Turn the lines below, between the one containing "white police van" and the one containing "[54,260,541,507]", inclusive, into a Markdown table with a Number column for each line's position and an Entry column for the line itself, omitting blank lines.
━━━━━━━━━━
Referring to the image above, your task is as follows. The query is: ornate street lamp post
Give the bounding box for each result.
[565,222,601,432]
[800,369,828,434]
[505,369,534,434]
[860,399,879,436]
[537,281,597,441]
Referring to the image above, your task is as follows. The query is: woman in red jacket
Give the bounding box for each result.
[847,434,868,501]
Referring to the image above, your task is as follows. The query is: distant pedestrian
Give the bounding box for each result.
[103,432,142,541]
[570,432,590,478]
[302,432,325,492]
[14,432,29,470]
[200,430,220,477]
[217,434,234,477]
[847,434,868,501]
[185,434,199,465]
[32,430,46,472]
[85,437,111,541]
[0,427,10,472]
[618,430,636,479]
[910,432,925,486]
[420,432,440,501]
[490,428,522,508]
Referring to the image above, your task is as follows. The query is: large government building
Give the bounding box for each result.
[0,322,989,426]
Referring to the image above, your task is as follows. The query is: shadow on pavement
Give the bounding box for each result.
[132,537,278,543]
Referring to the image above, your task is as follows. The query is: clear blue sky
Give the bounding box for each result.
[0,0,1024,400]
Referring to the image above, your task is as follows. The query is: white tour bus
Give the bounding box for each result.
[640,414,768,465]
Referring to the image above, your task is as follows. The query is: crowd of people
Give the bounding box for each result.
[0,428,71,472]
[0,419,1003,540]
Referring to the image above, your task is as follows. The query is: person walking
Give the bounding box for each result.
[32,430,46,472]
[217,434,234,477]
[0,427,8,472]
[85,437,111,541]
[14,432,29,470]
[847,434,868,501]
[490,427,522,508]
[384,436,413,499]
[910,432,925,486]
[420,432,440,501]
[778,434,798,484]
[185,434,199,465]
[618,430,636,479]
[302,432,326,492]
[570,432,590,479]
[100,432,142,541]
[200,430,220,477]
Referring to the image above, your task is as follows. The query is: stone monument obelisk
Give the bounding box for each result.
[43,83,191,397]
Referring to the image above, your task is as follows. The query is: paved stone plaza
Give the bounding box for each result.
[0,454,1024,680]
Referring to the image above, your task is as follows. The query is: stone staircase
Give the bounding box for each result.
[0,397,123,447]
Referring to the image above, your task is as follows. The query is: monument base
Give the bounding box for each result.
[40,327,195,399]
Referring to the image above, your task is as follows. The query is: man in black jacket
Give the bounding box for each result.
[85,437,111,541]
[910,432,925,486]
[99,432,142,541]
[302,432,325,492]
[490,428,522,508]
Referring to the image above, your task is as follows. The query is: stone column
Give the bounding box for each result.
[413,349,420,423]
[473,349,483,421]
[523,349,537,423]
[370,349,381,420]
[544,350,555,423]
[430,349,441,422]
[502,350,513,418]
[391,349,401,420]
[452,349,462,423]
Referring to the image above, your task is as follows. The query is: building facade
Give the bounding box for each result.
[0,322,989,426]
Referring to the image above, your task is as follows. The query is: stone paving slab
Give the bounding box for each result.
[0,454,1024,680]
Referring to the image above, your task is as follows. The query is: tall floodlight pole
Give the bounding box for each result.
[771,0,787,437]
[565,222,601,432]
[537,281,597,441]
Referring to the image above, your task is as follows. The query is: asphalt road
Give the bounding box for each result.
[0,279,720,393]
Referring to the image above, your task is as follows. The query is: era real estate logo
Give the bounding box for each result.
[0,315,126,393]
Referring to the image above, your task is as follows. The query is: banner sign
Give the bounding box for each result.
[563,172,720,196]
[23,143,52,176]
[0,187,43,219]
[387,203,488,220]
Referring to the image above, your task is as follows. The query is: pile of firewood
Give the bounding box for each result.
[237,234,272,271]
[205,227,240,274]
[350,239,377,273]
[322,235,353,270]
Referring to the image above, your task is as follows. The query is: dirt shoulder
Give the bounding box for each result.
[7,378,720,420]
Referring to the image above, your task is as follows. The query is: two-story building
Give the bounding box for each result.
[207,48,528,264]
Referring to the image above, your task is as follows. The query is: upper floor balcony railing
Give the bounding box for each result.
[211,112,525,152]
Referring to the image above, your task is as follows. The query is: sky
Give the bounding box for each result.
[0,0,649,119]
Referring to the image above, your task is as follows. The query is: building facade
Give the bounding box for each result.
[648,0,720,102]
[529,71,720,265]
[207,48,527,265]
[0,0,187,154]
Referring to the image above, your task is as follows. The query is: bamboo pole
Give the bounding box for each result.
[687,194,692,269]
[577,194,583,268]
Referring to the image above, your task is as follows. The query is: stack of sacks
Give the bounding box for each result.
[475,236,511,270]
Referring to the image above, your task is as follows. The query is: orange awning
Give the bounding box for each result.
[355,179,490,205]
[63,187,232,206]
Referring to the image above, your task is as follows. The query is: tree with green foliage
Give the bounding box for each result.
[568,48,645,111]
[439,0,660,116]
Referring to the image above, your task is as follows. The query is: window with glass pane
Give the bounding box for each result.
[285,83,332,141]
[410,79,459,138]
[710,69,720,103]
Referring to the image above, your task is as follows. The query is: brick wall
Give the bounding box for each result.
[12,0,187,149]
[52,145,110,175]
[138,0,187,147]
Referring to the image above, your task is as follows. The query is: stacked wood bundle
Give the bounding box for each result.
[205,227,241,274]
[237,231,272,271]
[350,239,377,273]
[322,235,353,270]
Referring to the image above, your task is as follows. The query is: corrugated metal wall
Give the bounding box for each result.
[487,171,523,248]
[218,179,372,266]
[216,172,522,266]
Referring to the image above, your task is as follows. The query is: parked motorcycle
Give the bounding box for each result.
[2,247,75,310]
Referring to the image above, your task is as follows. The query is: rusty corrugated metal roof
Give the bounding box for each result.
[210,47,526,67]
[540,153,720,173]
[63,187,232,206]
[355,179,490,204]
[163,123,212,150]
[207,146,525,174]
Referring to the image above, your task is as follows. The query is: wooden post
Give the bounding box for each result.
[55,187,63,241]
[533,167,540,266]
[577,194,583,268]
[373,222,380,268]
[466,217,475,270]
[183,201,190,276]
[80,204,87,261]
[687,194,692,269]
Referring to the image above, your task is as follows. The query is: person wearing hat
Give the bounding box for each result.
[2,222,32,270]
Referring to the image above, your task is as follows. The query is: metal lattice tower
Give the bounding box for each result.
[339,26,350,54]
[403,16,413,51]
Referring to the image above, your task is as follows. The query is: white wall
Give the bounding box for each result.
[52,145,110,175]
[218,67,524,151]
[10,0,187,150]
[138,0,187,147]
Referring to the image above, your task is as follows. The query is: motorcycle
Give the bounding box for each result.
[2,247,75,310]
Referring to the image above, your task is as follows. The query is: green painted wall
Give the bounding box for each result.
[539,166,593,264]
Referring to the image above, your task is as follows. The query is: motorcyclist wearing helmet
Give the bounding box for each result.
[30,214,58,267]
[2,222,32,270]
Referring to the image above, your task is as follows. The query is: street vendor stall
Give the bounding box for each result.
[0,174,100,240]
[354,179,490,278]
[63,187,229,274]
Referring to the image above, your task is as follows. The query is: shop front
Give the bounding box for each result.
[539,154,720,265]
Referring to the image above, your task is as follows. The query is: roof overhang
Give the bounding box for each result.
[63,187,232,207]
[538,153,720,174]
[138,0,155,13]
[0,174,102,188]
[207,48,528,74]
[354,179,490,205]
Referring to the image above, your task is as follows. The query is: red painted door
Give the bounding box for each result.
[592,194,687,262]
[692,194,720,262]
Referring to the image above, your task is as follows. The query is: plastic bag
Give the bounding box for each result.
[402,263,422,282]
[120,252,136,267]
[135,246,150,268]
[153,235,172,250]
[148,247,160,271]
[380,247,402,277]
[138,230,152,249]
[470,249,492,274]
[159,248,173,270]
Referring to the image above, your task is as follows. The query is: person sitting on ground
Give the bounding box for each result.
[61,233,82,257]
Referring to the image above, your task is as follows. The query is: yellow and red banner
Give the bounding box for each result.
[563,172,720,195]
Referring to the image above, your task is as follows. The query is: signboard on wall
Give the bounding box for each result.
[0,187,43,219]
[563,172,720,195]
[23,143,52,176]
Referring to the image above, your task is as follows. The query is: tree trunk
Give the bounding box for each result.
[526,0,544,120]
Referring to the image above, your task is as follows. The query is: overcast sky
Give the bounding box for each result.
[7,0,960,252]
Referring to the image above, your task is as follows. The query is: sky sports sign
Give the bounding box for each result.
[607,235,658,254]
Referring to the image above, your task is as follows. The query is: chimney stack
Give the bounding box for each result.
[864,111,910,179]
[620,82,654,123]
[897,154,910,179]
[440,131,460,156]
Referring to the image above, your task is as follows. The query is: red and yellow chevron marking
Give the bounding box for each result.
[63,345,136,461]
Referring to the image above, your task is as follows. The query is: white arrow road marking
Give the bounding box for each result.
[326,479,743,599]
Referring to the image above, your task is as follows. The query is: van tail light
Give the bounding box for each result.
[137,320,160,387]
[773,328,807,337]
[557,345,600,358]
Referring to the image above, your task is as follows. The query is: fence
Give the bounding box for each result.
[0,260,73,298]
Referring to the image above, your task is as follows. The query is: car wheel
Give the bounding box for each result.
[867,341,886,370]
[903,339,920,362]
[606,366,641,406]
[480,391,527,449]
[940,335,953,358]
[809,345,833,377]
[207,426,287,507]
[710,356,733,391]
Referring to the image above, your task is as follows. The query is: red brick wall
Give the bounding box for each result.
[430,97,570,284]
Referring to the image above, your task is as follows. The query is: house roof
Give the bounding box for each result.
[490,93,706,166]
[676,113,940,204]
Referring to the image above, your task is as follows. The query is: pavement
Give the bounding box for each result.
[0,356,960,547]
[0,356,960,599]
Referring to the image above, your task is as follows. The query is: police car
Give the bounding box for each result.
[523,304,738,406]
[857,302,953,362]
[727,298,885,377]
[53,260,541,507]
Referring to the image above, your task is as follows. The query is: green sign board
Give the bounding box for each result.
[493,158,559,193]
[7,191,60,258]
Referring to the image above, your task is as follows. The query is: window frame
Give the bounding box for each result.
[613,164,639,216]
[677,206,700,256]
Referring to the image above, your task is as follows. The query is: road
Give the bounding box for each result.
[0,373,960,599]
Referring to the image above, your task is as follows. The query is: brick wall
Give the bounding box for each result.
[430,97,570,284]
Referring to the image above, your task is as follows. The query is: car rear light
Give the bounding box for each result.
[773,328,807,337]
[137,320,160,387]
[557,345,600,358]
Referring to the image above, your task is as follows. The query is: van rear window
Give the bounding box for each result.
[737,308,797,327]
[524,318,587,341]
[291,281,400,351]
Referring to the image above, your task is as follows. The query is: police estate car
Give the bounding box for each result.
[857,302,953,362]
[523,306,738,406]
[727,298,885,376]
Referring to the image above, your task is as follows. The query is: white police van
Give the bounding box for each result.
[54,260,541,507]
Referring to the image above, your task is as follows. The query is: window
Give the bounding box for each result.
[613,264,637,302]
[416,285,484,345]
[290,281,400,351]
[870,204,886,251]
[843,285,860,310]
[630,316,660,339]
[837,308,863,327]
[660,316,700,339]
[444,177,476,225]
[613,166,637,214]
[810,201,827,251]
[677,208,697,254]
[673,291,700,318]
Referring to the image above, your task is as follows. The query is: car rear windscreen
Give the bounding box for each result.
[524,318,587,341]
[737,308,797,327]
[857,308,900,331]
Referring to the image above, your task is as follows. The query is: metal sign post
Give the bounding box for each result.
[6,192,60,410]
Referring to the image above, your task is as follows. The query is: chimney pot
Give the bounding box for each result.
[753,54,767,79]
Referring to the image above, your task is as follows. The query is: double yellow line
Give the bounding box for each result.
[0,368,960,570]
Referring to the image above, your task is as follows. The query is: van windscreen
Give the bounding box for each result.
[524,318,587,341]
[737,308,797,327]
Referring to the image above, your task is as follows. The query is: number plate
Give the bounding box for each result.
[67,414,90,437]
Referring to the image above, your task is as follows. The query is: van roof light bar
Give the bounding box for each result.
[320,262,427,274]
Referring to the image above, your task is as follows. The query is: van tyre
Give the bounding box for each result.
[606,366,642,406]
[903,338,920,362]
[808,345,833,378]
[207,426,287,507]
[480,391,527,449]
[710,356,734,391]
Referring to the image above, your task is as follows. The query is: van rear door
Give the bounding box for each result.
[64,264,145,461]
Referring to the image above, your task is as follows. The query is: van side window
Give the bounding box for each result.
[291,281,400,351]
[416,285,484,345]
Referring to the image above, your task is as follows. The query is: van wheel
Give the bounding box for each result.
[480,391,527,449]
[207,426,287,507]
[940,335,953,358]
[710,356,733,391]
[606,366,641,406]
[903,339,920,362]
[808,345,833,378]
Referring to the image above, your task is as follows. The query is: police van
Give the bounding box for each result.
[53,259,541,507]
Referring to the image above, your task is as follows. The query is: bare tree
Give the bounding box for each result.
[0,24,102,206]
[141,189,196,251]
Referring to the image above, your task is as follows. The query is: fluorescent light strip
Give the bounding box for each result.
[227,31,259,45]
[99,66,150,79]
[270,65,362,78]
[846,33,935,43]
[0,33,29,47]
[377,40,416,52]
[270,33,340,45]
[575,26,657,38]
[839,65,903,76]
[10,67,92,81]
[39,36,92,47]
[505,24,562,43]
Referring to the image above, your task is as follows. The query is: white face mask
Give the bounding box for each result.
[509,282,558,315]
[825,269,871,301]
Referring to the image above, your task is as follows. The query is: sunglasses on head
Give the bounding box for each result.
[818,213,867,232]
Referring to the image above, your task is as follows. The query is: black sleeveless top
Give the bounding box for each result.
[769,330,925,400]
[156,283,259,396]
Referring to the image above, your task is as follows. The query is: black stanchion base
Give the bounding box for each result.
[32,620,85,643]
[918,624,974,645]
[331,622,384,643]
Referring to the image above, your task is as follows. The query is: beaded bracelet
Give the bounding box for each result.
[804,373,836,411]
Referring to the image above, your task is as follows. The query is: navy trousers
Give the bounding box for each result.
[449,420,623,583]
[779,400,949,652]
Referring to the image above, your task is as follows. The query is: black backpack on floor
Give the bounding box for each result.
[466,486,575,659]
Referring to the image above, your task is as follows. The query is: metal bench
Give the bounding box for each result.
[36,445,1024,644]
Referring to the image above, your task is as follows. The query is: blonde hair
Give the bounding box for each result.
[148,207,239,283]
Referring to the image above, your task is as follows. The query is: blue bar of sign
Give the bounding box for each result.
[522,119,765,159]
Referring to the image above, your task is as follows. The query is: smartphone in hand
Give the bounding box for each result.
━━━━━━━━━━
EXERCISE OUTPUT ▸
| Number | Entry |
|---|---|
| 1 | Referring to the image above, your task is as follows. The query is: white police van |
| 2 | Give the bounding box for each result. |
| 3 | [54,260,541,507] |